__Exercise__
Continue the text on corpus research in the EBBS model, picking up right after its final sentence.

What is corpus research according to the EBBS model?

Within the EBBS model, corpus research is an analytical procedure that systematically examines large, clearly defined corpuses of texts using quantitative and qualitative tools, while maintaining a strict separation between data and interpretation. A corpus is not treated as a source of meaning or normative authority, but as a repository of observable linguistic regularities, such as frequency patterns, co-occurrence, contextual distribution, and stability of usage. Corpus research findings are descriptive and probabilistic in nature; they are used to test hypotheses, identify anomalies, and limit overinterpretation, rather than to support direct theological or normative conclusions.

In the EBBS procedure, corpus research serves as diagnostic and interpretation-constraining tools, not as sources of meaning or semantic authority. Its purpose is to map observable linguistic regularities—such as form frequency, contextual distribution, co-occurrence, and stability of usage—in a clearly defined set of texts. Obtained observations define the empirical boundaries of interpretation, indicating what is typical, marginal, or anomalous. In EBBS, corpus data support hypothesis testing, triangulation, and the detection of overinterpretation, while remaining epistemically subordinate to the original data.

__Source information__
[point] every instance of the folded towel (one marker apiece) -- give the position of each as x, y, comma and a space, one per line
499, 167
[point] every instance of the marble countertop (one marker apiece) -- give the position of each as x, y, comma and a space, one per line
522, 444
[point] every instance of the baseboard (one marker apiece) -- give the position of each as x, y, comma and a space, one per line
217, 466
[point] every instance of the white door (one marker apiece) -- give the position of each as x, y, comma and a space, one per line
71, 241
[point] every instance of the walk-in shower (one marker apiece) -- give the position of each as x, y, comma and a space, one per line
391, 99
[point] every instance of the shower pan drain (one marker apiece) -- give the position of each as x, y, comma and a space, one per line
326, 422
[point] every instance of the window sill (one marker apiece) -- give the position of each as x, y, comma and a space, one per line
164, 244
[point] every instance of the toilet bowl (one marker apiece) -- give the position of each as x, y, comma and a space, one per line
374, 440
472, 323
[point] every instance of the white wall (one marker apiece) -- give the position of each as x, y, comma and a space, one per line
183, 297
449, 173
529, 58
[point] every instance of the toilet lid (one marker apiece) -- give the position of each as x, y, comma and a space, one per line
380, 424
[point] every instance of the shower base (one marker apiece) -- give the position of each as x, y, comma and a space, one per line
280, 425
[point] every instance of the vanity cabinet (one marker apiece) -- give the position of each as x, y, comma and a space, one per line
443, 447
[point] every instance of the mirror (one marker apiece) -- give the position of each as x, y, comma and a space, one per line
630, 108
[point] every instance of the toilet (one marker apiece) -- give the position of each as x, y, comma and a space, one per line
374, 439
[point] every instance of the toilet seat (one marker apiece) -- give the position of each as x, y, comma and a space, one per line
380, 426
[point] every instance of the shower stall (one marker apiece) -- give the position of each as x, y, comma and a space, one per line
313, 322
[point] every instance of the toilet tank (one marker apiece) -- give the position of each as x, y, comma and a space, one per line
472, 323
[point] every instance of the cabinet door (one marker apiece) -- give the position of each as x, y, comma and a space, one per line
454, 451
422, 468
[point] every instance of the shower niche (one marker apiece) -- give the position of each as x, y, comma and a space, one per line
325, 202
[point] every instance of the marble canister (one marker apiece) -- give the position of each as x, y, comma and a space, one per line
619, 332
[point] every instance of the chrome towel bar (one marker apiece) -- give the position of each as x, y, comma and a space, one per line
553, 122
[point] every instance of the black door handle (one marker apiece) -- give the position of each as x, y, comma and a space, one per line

__Exercise response__
They provide hard data on how a word or structure actually functions in a text: where it appears, what it co-occurs with, what syntactic roles it plays, and in what genres it is used.

 This eliminates interpretations that are linguistically impossible, yet theologically appealing. 

In this sense, a corpus acts like a medical diagnostic tool—it doesn't provide a worldview diagnosis, but rather rules out misdiagnosis.